§ What you will do:
1: In the cattail insulation text, rewrite the stretch from "A growing number" through "for various illnesses.", replacing "polystyrene" with "foam board".
2: According to the cattail insulation text, who is head of the test center at IBP?

§ Source document:
···

A growing number of homeowners are insulating their walls in order to lower energy costs. They opt for the cheap variety, polystyrene. Yet there are environmentally-friendly alternatives: Cattails, for instance, are superbly suited as a natural insulation material.
|Cattail (Typha) in various stages of processing. The insulation panel is shown above right. (© Fraunhofer IBP)|
Cattails (common marshland plants with a unique flowering spike, flat blade like leaves) have long been used for various purposes, like cleaning wastewater at sewage treatment plants, for detoxifying soils, as raw material for handcrafted wickerwork, as means of nutrition and, in traditional medicine, as a healing plant for various illnesses.
Researchers at the Fraunhofer Institute for Building Physics (IBP) in Valley now propose to use this gift of nature as a building material – to wit, for the insulation of outer walls or reinforcement of plaster.
Dr. Martin Krus, head of test centre at IBP, testifies as to the numerous positive, construction-related properties of this renewable raw material.

···

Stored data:
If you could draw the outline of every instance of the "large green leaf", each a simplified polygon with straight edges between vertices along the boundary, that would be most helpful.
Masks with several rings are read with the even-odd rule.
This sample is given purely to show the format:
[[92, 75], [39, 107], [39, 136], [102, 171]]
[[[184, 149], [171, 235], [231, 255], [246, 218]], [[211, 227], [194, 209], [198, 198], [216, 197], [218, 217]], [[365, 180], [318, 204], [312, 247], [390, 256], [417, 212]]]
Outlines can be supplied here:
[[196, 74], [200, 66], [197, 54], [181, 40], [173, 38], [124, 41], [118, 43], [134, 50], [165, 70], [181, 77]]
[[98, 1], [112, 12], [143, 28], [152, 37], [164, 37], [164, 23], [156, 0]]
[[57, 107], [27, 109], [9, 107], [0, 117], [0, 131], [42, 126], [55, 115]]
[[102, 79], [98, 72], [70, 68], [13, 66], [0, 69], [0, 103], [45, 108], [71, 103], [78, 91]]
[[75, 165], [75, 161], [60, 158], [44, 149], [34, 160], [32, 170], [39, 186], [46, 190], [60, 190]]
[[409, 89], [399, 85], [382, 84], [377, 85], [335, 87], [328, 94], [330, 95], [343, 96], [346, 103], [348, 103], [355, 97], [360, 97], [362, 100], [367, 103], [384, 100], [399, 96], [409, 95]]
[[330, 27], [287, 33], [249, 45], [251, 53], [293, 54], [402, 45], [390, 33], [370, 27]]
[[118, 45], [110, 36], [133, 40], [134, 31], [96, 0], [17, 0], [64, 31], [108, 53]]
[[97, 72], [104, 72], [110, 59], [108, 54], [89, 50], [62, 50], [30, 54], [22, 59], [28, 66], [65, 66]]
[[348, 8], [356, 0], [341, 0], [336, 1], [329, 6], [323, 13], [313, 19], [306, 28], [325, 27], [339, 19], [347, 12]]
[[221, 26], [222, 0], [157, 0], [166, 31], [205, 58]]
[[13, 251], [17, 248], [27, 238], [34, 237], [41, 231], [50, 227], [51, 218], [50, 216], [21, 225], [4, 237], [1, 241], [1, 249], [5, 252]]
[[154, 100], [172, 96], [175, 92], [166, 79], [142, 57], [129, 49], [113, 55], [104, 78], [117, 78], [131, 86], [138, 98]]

···

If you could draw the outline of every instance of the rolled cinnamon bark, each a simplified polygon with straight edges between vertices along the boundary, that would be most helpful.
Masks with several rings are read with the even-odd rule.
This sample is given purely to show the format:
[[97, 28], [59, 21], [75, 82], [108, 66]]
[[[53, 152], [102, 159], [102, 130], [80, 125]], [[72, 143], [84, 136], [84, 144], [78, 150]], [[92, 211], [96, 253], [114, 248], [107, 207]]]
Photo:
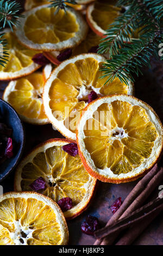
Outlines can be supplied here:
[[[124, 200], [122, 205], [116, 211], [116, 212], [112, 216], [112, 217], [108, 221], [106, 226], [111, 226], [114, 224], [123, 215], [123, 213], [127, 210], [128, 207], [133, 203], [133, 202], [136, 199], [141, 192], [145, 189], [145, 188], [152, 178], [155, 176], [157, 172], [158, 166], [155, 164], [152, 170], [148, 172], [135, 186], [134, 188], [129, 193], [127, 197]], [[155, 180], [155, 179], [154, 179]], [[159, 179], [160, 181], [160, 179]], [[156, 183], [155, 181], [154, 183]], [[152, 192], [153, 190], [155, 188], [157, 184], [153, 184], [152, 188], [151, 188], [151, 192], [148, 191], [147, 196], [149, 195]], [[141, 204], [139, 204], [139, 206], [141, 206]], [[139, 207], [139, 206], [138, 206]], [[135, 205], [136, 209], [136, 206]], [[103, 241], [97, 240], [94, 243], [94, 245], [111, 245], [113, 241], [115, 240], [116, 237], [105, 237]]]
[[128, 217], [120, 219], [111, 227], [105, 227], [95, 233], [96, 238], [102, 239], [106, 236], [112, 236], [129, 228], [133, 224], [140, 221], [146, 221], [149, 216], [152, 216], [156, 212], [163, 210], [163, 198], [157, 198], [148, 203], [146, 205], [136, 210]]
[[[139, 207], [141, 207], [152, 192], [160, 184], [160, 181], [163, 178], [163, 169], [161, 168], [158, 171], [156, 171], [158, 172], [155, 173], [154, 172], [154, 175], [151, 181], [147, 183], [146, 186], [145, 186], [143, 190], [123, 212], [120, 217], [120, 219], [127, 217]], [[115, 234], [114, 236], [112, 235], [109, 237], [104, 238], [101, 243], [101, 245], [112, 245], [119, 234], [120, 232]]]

···

§ Your responses:
1:
A growing number of homeowners are insulating their walls in order to lower energy costs. They opt for the cheap variety, foam board. Yet there are environmentally-friendly alternatives: Cattails, for instance, are superbly suited as a natural insulation material.
|Cattail (Typha) in various stages of processing. The insulation panel is shown above right. (© Fraunhofer IBP)|
Cattails (common marshland plants with a unique flowering spike, flat blade like leaves) have long been used for various purposes, like cleaning wastewater at sewage treatment plants, for detoxifying soils, as raw material for handcrafted wickerwork, as means of nutrition and, in traditional medicine, as a healing plant for various illnesses.

2: Dr. Martin Krus